_DOCUMENT SECTION_:
━━━━━━━━━━

# Camping and under 18



## Stuck Inside... (Apr 20, 2011)

I go camping a regular basis with friends and I always like trying someplace new. Unfortunately, as I am under 18 years of age, I can not reserve campsites at any state park as long as all of my friends I am camping with are under 18. I am an experienced backpacker and as any backpacker I do not like restrictions on where I can go. 

I am trying to plan a 3 day trip for Lake Jocassee with some friends but so far all the campsites I have found are on state parks. We were thinking about spending are time canoeing, fishing, and hiking around especially on the bordering Foothills Trail but right now it looks as if we will not be able to, due to no campsites. Any ideas on where to primitive camp on Lake Jocassee on sites other than state parks? 

I understand liability issues, but there are a few responsible boyscouts out there that want to go hiking a little more than their parents are willing to take them...


----------



## artmart (Sep 21, 2010)

Look for hiking or backpacking clubs in the area. Check with sporting good stores if they might have some contacts or recommendations.

I was a scout leader for a "backpacking" troop. We went out almost every month with a couple long weeks per year. It was tough on us old birds but we knew how much the older scouts loved it. I can sense your frustation.

Maybe you can find some clubs or adult organizations you can join. Check them out carefully though.


----------



## thekamperman (Feb 26, 2011)

Follow the advice and investigate the area before going. Nothing substitutes planning!

You can call or email local businesses related to camping to find places and avoid some potential troubles setting camp where it is not allowed. 

Have fun and be safe.


----------



## artmart (Sep 21, 2010)

I remember going over the 10 essentials all the time. I hope you aren't the type that has them all but doesn't use or know how to use them - like map and compass.

Oh, to be young and have a desire to experience the world in it's more natural state. At my advanced age, I have the most difficulty even finding people my age who can still get up there.


----------



## thekamperman (Feb 26, 2011)

Hey Art, you are still young! At least in your heart and also passing a lot of good experiences and knowledge around this forum. 

I know many youngers that, sadly, are already old from inside.


----------



## artmart (Sep 21, 2010)

Thanks Kamperman.... If someone can learn something from my experiences acquired the hard way, then all the better.

I hope Stuck Inside finds a way to get out there. I say if he stays smart, learns all he can, he can share it with others. It does get easier as you get older.


----------



## happiestcamper (Mar 6, 2008)

If you have access to boats, I've heard several people talk about camping on the islands in Jocassee - I don't think there's any restrictions on that.


----------

━━━━━━━━━━

_ENTRIES SUPPLIED_:
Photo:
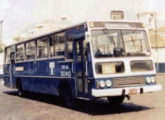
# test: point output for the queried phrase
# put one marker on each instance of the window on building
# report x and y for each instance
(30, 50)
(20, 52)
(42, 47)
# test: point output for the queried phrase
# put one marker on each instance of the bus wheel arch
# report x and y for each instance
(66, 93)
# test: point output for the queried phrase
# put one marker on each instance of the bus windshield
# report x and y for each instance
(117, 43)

━━━━━━━━━━

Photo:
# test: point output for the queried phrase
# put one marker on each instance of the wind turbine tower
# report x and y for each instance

━━━━━━━━━━

_INSTRUCTION 1_:
Rewrite the paragraph of the thread about camping under 18 that begins "I am trying to plan a 3 day trip" as a short list, keeping its main facts.
_INSTRUCTION 2_:
In the thread about camping under 18, copy the passage word for word, starting at "Have fun and" and ending at "map and compass.".
The items have nothing to do with what comes next.

_WORKED SOLUTION 1_:
- Planning a 3-day trip to Lake Jocassee with some friends
- Every campsite found so far is in a state park
- Plans include canoeing, fishing, and hiking, especially on the bordering Foothills Trail
- With no campsites, the trip looks unlikely right now
- Asks for ideas on where to primitive camp on Lake Jocassee outside state parks

_WORKED SOLUTION 2_:
Have fun and be safe.


----------



## artmart (Sep 21, 2010)

I remember going over the 10 essentials all the time. I hope you aren't the type that has them all but doesn't use or know how to use them - like map and compass.